→ **Dataset content**
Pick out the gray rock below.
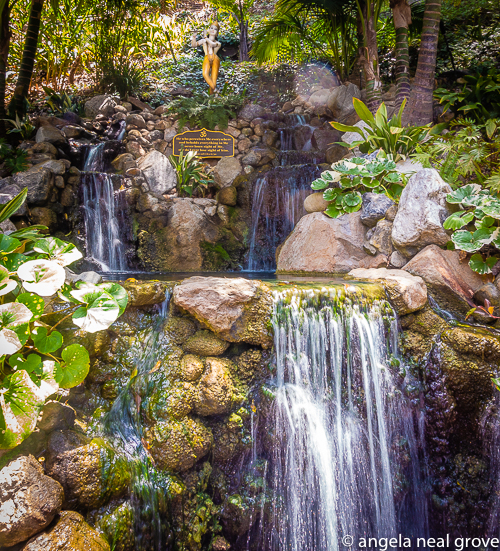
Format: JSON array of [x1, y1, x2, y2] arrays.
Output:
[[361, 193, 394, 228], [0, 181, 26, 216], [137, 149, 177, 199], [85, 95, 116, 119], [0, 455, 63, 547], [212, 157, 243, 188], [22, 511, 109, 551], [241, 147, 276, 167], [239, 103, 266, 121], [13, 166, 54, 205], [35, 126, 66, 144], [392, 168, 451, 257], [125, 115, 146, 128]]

...

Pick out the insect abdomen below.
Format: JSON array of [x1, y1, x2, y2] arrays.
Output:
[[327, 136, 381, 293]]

→ **Given problem**
Count how many lines of the material above contain the string "below", treating uppercase and lowercase as different. Give only the number.

→ **Solution to this exercise**
2